** start of Available data **

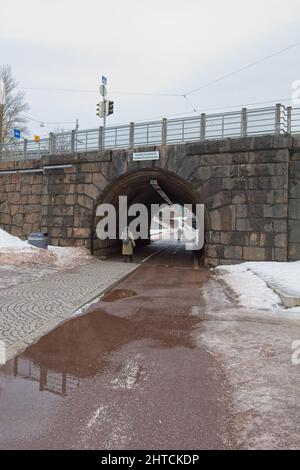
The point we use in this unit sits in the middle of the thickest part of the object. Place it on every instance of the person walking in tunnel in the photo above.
(128, 244)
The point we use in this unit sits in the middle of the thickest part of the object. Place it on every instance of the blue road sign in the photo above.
(17, 134)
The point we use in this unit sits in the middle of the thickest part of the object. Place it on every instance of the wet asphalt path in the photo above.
(127, 375)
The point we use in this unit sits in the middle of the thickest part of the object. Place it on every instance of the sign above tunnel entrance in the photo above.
(145, 156)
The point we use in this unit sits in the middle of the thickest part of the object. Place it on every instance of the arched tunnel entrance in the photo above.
(148, 186)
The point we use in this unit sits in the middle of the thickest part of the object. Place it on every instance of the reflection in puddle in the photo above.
(118, 294)
(81, 348)
(58, 383)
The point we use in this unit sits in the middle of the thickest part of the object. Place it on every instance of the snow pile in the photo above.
(15, 252)
(264, 285)
(8, 241)
(282, 276)
(251, 290)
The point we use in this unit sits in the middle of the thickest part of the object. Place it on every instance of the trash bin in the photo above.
(38, 239)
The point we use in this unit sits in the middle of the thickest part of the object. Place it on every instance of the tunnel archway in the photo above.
(136, 185)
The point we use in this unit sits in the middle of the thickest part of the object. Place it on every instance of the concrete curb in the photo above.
(22, 344)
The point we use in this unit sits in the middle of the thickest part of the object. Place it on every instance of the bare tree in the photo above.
(12, 105)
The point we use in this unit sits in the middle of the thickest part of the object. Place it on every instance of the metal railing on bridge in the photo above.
(246, 122)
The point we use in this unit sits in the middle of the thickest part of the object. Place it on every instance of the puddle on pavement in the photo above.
(80, 349)
(118, 294)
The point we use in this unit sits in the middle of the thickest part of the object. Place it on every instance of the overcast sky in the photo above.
(163, 46)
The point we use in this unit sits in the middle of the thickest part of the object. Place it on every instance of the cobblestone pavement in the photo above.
(31, 309)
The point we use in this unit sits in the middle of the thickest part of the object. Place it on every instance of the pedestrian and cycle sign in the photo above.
(145, 156)
(17, 133)
(103, 90)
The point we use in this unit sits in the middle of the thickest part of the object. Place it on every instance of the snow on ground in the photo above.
(21, 262)
(256, 284)
(255, 349)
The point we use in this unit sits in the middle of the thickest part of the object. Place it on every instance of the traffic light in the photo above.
(100, 109)
(109, 107)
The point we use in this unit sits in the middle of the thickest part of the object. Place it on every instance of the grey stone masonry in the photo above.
(250, 188)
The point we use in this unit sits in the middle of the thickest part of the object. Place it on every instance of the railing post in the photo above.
(289, 120)
(278, 119)
(164, 132)
(72, 141)
(100, 138)
(203, 126)
(25, 149)
(131, 135)
(51, 143)
(244, 123)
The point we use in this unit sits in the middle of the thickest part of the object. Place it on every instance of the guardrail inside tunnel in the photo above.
(277, 119)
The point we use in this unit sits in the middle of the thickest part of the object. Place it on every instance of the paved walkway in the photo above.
(32, 309)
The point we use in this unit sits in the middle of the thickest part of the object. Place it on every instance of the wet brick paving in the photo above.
(30, 306)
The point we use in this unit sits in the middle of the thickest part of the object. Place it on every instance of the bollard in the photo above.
(2, 353)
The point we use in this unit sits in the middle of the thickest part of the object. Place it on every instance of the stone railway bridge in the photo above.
(250, 187)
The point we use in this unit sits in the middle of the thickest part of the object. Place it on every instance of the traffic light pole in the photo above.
(104, 123)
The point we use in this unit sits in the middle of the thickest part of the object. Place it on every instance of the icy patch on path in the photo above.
(255, 348)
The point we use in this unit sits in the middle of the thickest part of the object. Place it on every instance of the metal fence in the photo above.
(272, 120)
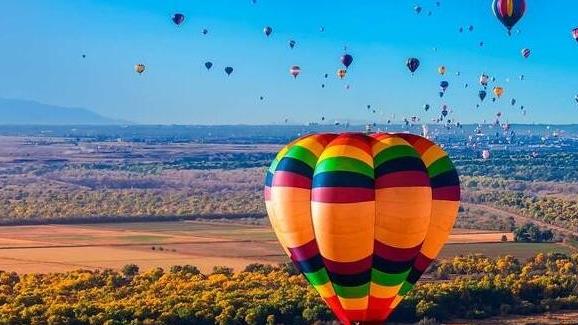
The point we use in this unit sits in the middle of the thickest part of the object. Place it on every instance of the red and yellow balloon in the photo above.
(362, 216)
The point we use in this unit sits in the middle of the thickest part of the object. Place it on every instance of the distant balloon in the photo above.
(442, 70)
(509, 12)
(139, 68)
(444, 85)
(178, 18)
(295, 71)
(412, 64)
(482, 94)
(498, 91)
(267, 30)
(346, 59)
(484, 80)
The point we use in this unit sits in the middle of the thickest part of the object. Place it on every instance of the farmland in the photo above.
(57, 248)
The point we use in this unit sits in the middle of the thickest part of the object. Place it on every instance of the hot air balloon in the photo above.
(509, 12)
(346, 59)
(178, 18)
(362, 216)
(139, 68)
(442, 70)
(295, 71)
(484, 80)
(444, 85)
(482, 94)
(412, 64)
(498, 91)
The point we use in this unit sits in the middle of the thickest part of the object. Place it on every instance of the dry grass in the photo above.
(55, 248)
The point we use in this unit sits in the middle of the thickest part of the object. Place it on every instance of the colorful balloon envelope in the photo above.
(178, 18)
(139, 68)
(442, 70)
(412, 64)
(498, 91)
(346, 59)
(362, 216)
(509, 12)
(295, 71)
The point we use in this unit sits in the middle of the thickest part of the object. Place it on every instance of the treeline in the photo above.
(479, 287)
(553, 210)
(521, 166)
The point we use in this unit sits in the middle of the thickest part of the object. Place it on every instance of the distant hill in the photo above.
(20, 112)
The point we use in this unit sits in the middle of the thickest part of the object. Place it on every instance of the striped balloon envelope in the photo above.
(362, 216)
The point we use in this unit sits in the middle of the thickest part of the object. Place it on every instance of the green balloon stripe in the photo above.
(388, 279)
(393, 153)
(303, 154)
(440, 166)
(318, 278)
(344, 164)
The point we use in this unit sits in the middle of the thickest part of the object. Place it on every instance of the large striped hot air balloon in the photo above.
(362, 216)
(509, 12)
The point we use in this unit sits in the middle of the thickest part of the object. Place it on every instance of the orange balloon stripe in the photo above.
(362, 241)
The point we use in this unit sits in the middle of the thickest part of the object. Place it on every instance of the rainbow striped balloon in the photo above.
(509, 12)
(362, 216)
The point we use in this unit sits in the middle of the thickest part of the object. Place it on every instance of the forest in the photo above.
(470, 287)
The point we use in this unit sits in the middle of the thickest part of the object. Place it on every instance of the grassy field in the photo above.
(53, 248)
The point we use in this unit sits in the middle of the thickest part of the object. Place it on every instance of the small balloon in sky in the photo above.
(267, 30)
(178, 18)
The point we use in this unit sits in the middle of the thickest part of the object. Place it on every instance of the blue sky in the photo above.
(43, 41)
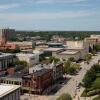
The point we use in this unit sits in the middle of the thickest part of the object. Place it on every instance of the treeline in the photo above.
(48, 34)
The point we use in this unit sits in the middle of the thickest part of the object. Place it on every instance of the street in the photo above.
(70, 86)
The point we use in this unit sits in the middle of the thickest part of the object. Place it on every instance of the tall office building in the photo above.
(6, 35)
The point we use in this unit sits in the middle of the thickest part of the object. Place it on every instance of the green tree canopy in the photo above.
(64, 96)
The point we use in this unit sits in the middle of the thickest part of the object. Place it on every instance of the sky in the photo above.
(54, 15)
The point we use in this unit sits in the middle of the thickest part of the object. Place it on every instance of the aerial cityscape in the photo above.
(49, 50)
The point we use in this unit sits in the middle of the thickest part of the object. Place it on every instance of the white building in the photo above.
(31, 59)
(69, 54)
(9, 92)
(5, 60)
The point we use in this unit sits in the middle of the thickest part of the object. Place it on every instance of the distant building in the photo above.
(38, 81)
(7, 35)
(9, 92)
(92, 40)
(57, 69)
(31, 59)
(55, 45)
(25, 45)
(5, 60)
(69, 54)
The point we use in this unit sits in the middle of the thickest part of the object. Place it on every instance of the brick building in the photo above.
(38, 81)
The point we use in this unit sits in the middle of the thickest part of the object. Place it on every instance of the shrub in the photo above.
(64, 97)
(94, 92)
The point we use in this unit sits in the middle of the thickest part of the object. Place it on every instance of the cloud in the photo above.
(58, 1)
(7, 6)
(44, 15)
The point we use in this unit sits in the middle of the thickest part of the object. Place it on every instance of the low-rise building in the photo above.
(57, 69)
(5, 60)
(9, 92)
(31, 59)
(69, 54)
(22, 45)
(38, 81)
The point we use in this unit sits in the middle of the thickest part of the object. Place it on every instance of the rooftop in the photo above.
(26, 55)
(69, 52)
(53, 49)
(5, 54)
(7, 88)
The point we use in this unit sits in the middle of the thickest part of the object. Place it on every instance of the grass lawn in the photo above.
(97, 98)
(95, 85)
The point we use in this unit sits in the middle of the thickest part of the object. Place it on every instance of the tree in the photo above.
(51, 59)
(96, 47)
(71, 70)
(24, 63)
(88, 57)
(64, 96)
(72, 59)
(89, 77)
(67, 65)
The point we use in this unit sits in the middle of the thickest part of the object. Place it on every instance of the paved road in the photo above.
(70, 87)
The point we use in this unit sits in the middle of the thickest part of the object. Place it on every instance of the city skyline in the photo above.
(50, 15)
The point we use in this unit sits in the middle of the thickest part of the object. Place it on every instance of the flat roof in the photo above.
(54, 43)
(53, 49)
(26, 55)
(69, 52)
(7, 88)
(5, 54)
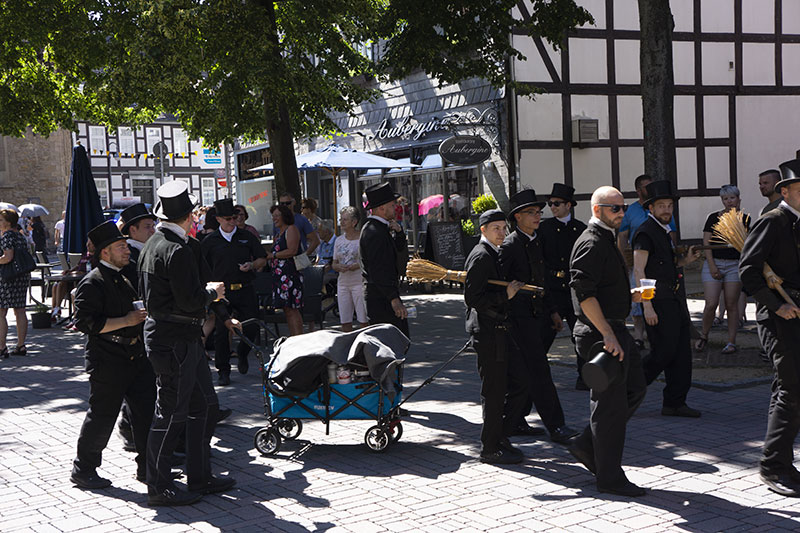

** end of Available data **

• **Task brief**
Turn the lines of the material above into a JSON list of strings, one string per line with blank lines omitted. Start with the line containing "skyline in the photo above.", continue through the end of the material, and leave out the pictures.

• **Written response**
[
  "The point we use in this unit sits in the middle of the thickest part of the object. Place it on every instance of the city skyline in the photo above.",
  "(50, 15)",
  "The point we use in this unit sits in the middle of the thickest part of the object. Place it on every instance of the flat roof in the photo above.",
  "(54, 43)",
  "(53, 49)",
  "(26, 55)",
  "(69, 52)",
  "(7, 88)",
  "(5, 54)"
]